■ **Document passage**:
▶

Re: Parallel optimize of index on SolrCloud.

Timothy Potter Wed, 09 Jul 2014 07:50:30 -0700

Hi Modassar,

Have you tried hitting the cores for each replica directly (instead of
using the collection)? i.e. if you had col_shard1_replica1 on node1,
then send the optimize command to that core URL directly:


curl -i -v "http://host:port/solr/col_shard1_replica1/update"; -H
'Content-type:application/xml' \
  --data-binary "<optimize/>"

I haven't tried this myself but might work ;-)

Tim

On Wed, Jul 9, 2014 at 12:59 AM, Modassar Ather <modather1...@gmail.com> wrote:
> Hi All,
>
> Thanks for your kind suggestions and inputs.
>
> We have been going the optimize way and it has helped. There have been
> testing and benchmarking already done around memory and performance.
> So while optimizing we see a scope of improvement on it by doing it
> parallel so kindly suggest in what way it can be achieved.
>
> Thanks,
> Modassar
>
>
> On Wed, Jul 9, 2014 at 11:48 AM, Shalin Shekhar Mangar <
> shalinman...@gmail.com> wrote:
>
>> Hi Walter,
>>
>> I wonder why you think SolrCloud isn't necessary if you're indexing once
>> per week. Isn't the automatic failover and auto-sharding still useful? One
>> can also do custom sharding with SolrCloud if necessary.
>>
>>
>> On Wed, Jul 9, 2014 at 11:38 AM, Walter Underwood <wun...@wunderwood.org>
>> wrote:
>>
>> > More memory or faster disks will make a much bigger improvement than a
>> > forced merge.

◀

■ **Provided data**:
▶

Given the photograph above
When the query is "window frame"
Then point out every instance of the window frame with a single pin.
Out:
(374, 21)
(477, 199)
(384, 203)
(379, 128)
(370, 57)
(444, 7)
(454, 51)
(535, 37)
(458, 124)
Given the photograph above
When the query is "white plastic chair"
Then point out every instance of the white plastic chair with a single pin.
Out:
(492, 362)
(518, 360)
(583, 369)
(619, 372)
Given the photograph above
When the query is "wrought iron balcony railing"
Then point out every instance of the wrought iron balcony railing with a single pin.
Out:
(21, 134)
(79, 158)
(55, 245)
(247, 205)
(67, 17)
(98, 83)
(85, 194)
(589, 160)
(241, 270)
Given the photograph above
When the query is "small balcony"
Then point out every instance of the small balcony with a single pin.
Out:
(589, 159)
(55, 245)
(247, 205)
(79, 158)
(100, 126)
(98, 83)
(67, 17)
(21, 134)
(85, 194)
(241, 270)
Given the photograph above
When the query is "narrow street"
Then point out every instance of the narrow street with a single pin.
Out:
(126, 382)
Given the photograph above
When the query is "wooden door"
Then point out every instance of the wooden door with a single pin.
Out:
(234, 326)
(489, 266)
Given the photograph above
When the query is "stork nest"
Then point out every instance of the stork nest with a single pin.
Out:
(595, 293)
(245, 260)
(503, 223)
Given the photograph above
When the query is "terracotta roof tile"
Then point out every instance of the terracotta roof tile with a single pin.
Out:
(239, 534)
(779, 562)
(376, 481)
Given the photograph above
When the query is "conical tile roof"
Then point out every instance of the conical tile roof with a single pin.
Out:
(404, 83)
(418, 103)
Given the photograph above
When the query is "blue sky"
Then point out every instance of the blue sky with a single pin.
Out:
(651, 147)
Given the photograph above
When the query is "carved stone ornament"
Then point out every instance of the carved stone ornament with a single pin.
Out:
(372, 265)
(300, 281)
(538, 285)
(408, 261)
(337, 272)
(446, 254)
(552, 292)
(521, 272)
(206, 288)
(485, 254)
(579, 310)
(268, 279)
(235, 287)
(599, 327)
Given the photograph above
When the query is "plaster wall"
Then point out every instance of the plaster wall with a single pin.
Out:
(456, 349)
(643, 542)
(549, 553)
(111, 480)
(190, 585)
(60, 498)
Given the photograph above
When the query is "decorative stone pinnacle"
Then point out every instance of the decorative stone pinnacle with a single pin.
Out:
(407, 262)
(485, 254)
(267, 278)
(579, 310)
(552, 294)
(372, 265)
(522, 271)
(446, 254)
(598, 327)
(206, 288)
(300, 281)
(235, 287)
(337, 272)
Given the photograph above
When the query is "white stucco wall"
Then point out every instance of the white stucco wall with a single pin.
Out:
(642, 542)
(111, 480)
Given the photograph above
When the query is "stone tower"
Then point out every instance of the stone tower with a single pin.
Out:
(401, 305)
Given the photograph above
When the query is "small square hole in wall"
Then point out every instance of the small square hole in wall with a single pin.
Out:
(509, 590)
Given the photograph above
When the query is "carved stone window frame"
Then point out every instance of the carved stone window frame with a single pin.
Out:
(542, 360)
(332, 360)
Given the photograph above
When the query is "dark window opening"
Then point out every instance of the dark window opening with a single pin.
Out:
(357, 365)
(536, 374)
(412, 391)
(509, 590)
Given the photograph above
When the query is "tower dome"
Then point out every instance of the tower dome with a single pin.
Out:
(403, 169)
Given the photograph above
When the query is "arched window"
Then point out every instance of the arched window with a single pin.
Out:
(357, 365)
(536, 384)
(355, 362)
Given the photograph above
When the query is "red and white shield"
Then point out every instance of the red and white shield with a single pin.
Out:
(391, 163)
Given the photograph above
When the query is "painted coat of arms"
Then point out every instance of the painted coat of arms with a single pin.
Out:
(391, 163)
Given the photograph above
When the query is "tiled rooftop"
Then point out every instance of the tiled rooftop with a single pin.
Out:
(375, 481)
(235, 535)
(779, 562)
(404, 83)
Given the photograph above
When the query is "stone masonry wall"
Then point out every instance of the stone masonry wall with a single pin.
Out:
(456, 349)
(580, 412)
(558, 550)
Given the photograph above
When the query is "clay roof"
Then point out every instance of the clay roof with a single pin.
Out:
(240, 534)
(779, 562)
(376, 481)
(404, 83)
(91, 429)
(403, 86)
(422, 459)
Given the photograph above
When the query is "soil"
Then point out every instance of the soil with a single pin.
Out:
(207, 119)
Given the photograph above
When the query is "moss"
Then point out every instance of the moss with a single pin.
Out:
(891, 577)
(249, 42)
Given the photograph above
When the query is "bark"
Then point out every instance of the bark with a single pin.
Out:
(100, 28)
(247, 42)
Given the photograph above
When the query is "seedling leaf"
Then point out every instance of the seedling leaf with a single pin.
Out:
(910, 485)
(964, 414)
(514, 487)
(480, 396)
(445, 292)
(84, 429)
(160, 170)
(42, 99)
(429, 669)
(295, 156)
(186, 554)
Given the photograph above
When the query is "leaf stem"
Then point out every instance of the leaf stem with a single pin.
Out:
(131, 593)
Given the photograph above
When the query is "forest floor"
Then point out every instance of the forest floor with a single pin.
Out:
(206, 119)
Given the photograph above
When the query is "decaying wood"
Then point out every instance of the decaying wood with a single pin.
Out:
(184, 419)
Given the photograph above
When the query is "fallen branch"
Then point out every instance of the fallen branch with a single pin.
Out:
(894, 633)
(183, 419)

◀

■ **Exercises**:
(1) In the SolrCloud optimize thread, where does Timothy Potter suggest sending the optimize command instead of to the collection?
(2) Please carry on with the SolrCloud optimize thread from its final line.

■ **Solved tasks**:
(1) Directly to the core URL for each replica, such as col_shard1_replica1 on node1.

(2)
>> >
>> > What are you measuring? If it is average query time, that is not a good
>> > measure. Look at 90th or 95th percentile. Test with queries from logs.
>> >
>> > No user can see a 10% or 20% difference. If your managers are watching
>> > that, they are watching the wrong thing.
>> >
>> > If you are indexing once per week, you don't really need the complexity
>> of
>> > Solr Cloud. You can do manual sharding.
>> >
>> > wunder
>> >
>> > On Jul 8, 2014, at 10:55 PM, Modassar Ather <modather1...@gmail.com>
>> > wrote:
>> >
>> > > Our index has almost 100M documents running on SolrCloud of 3 shards
>> and
>> > > each shard has an index size of about 700GB (for the record, we are not
>> > > using stored fields - our documents are pretty large). We perform a
>> full
>> > > indexing every weekend and during the week there are no updates made to
>> > the
>> > > index. Most of the queries that we run are pretty complex with hundreds
>> > of
>> > > terms using PhraseQuery, BooleanQuery, SpanQuery, Wildcards, boosts
>> etc.
>> > > and take many minutes to execute. A difference of 10-20% is also a big
>> > > advantage for us.
>> > >
>> > > We have been optimizing the index after indexing for years and it has
>> > > worked well for us. Every once in a while, we upgrade Solr to the
>> latest
>> > > version and try without optimizing so that we can save the many hours
>> it
>> > > take to optimize such a huge index, but it does not work well.
>> > >
>> > > Kindly provide your suggestion.
>> > >
>> > > Thanks,
>> > > Modassar
>> > >
>> > >
>> > > On Wed, Jul 9, 2014 at 10:47 AM, Walter Underwood <
>> wun...@wunderwood.org
>> > >
>> > > wrote:
>> > >
>> > >> I seriously doubt that you are required to force merge.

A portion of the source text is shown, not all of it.